§ **TASK INSTRUCTIONS**:
Write out every line of the records below without changing a single character.

Outline records for named regions:

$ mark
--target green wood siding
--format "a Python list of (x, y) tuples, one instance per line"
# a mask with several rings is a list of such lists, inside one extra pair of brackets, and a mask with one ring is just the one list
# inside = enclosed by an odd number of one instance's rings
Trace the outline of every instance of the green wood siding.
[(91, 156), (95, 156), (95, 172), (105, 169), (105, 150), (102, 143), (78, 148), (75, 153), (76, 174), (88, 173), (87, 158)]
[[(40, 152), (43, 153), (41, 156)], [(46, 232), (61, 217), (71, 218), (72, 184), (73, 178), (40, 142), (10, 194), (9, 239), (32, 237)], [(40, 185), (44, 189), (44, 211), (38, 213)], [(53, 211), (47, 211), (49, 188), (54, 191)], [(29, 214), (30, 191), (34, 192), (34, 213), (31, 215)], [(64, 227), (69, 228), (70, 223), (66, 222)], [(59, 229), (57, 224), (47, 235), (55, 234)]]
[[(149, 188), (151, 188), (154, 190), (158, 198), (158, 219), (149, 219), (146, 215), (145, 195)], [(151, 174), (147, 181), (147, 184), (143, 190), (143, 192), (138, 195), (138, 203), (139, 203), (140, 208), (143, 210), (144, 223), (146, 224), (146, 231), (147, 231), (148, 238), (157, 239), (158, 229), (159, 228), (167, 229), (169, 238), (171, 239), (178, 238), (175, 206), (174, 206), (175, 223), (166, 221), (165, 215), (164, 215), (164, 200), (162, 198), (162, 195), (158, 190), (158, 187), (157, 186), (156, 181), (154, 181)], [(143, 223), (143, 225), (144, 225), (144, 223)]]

§ **PROBLEM SOLUTION**:
$ mark
--target green wood siding
--format "a Python list of (x, y) tuples, one instance per line"
# a mask with several rings is a list of such lists, inside one extra pair of brackets, and a mask with one ring is just the one list
# inside = enclosed by an odd number of one instance's rings
Trace the outline of every instance of the green wood siding.
[(91, 156), (95, 156), (95, 172), (105, 169), (105, 150), (102, 143), (78, 148), (75, 153), (76, 174), (88, 173), (87, 158)]
[[(40, 152), (43, 153), (41, 156)], [(46, 232), (61, 217), (71, 218), (72, 184), (73, 178), (40, 142), (10, 194), (9, 239), (32, 237)], [(40, 185), (44, 189), (44, 211), (38, 213)], [(53, 211), (47, 211), (49, 188), (54, 191)], [(29, 214), (30, 191), (34, 192), (34, 213), (31, 215)], [(64, 227), (69, 228), (70, 223), (66, 222)], [(59, 229), (57, 224), (47, 235), (55, 234)]]
[[(149, 188), (151, 188), (154, 190), (158, 198), (158, 219), (149, 219), (146, 215), (145, 195)], [(151, 174), (147, 181), (147, 184), (143, 190), (143, 192), (138, 195), (138, 203), (139, 203), (140, 208), (143, 210), (144, 223), (146, 224), (146, 231), (147, 231), (148, 238), (157, 239), (158, 229), (159, 228), (167, 229), (169, 238), (171, 239), (178, 238), (175, 206), (174, 206), (175, 223), (166, 221), (165, 215), (164, 215), (164, 200), (162, 198), (162, 195), (158, 190), (158, 187), (157, 186), (156, 181), (154, 181)], [(143, 223), (143, 225), (144, 225), (144, 223)]]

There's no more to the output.